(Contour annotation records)
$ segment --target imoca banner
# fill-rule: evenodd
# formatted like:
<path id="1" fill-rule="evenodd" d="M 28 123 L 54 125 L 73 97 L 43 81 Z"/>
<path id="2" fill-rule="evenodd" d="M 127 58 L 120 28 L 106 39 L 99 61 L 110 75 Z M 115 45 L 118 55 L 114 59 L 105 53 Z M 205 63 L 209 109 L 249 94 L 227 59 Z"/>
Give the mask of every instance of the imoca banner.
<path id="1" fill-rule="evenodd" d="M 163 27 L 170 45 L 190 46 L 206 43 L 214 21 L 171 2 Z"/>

- [Direction]: Reproduce all of the data above line for line, leaving every character unchanged.

- [Final result]:
$ segment --target imoca banner
# fill-rule: evenodd
# formatted like:
<path id="1" fill-rule="evenodd" d="M 28 123 L 54 125 L 73 97 L 43 81 Z"/>
<path id="2" fill-rule="evenodd" d="M 127 58 L 120 28 L 106 39 L 99 61 L 110 75 Z M 115 45 L 118 55 L 114 59 L 105 53 Z M 205 63 L 209 109 L 249 94 L 227 59 Z"/>
Give the mask of every instance of the imoca banner.
<path id="1" fill-rule="evenodd" d="M 163 27 L 170 45 L 190 46 L 206 43 L 214 21 L 171 2 Z"/>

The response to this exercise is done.